Our Investment Banking backlog declined during the quarter.
While it is very difficult to predict the broader near-term environment for this business, the longer-term outlook will continue to be driven by global economic growth trends, equity market stability and CEO confidence.
Let me turn to Trading and Principal Investments, which includes FICC, Equities and Principal Investments.
Net revenues in this segment were $5.6 billion in the second quarter, up 9% from the first quarter.
FICC net revenues were $2.4 billion, down 24% from the first quarter.
Rates, currencies and commodities all produced strong revenues that were down from our record or near-record results in the first quarter.
These macro businesses were impacted by shifting price trends and customer activity levels that were solid but lower than during the first quarter.
Mortgage revenues increased from significantly depressed levels in the first quarter as trading activity in more liquid products improved.
Credit revenues were weak as robust client activity was largely offset by approximately $775 million of losses associated with our leveraged lending business, including $500 million on our hedges.
Turning now to Equities, net revenues for the second quarter were $2.5 billion, down slightly on a sequential basis.
Equities trading net revenues were $1.3 billion, down 2% from the first quarter.
Our cash equities business produced strong results that were up sequentially on robust customer activity levels.
Derivatives revenues were solid, although down from the first quarter, due to lower volatility in certain products.
Principal strategies results remained weak.
Equities commissions of $1.2 billion in the quarter were strong, but relatively flat on a sequential basis.
Turning to risk, average daily value at risk in the second quarter was $184 million compared to $157 million for the first quarter.
Interest rate VaR increased due to wider spreads and higher volatility in certain products, partially offset by a reduction in positions.

GIVEN EXERCISE 1: Reproduce the quarterly results commentary, everything from "Net revenues in" down to "liquid products improved.".
GIVEN EXERCISE 2:
Answer these questions using the quarterly results commentary:
(a) What were FICC net revenues in the second quarter?
(b) What amount did Equities commissions reach in the quarter?
(c) What was average daily value at risk in the second quarter?
GIVEN EXERCISE 3: Write the next part of the quarterly results commentary, picking up after its final sentence.

(Excerpts from point annotation data)
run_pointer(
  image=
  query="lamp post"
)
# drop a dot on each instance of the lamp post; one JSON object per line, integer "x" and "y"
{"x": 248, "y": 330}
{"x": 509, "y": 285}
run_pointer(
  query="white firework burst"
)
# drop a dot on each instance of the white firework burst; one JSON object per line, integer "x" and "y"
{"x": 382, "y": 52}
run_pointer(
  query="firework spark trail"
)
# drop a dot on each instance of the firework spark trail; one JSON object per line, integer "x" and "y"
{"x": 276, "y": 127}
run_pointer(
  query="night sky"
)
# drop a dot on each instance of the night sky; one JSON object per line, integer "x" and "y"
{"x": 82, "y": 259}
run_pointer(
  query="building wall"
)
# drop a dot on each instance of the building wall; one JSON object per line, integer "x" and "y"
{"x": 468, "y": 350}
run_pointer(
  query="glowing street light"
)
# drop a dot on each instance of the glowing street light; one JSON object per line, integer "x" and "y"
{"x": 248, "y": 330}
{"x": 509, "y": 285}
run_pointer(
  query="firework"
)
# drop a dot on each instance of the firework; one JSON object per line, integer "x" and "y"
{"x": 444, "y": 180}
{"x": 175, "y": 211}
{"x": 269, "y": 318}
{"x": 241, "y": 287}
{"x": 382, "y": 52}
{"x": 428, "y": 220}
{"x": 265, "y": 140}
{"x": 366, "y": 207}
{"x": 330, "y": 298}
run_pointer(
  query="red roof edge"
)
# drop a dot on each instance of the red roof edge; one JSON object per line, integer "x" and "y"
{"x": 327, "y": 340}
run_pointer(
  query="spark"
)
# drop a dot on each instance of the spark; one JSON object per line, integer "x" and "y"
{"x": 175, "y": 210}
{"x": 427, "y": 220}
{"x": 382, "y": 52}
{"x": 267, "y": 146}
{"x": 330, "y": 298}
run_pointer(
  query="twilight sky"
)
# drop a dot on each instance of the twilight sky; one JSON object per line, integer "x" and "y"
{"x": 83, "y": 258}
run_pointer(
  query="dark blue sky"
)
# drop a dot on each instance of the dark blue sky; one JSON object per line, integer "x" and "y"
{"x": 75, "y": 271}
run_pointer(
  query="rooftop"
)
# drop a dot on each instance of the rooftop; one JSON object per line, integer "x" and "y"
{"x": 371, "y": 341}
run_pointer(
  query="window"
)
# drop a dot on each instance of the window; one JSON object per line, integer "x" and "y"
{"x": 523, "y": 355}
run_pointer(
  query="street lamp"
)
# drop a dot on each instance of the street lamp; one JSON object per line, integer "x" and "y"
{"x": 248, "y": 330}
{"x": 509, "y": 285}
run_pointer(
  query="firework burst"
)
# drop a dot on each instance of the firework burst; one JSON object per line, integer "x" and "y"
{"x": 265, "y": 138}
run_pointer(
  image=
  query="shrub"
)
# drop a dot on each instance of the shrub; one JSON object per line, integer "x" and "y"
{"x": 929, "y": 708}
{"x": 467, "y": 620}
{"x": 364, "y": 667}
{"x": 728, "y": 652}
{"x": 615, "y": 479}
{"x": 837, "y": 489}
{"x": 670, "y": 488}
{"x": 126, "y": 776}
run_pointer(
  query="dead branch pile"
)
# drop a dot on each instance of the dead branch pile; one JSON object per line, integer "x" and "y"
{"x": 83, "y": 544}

WRITTEN ANSWER 1:
Net revenues in this segment were $5.6 billion in the second quarter, up 9% from the first quarter.
FICC net revenues were $2.4 billion, down 24% from the first quarter.
Rates, currencies and commodities all produced strong revenues that were down from our record or near-record results in the first quarter.
These macro businesses were impacted by shifting price trends and customer activity levels that were solid but lower than during the first quarter.
Mortgage revenues increased from significantly depressed levels in the first quarter as trading activity in more liquid products improved.

WRITTEN ANSWER 2:
(a) $2.4 billion, down 24% from the first quarter.
(b) $1.2 billion.
(c) $184 million.

WRITTEN ANSWER 3:
Our commodity VaR increased due to higher volatility in prices during the quarter.
VaR in our equity category declined as we reduced average position sizes during the quarter.
Let me now review Principal Investments, where we recorded net revenues of $725 million for the second quarter.
This includes a $214 million gain on our ICBC investment, as well as gains primarily from other corporate principal investments.
We produced very strong results in Asset Management and Securities Services, with record net revenues of $2.1 billion up 5% from the first quarter.
Asset Management produced net revenues of $1.2 billion, consisting mostly of record management and other fees, which were up 3% sequentially.
Assets under management increased to a record $895 billion at the end of the second quarter.
During the quarter, assets under management increased $22 billion, reflecting $6 billion of inflows and $16 billion of market appreciation.
Net inflows primarily reflected inflows in money market and fixed income assets, partially offset by outflows, largely in equity assets.
Securities Services produced record net revenues of $985 million, up 36% from the first quarter.
These results reflected the seasonally stronger second quarter and continued growth in customer balances.
Now let me turn to expenses.
Compensation and benefits expense in the second quarter was $4.5 billion, accrued at 48% of net revenues.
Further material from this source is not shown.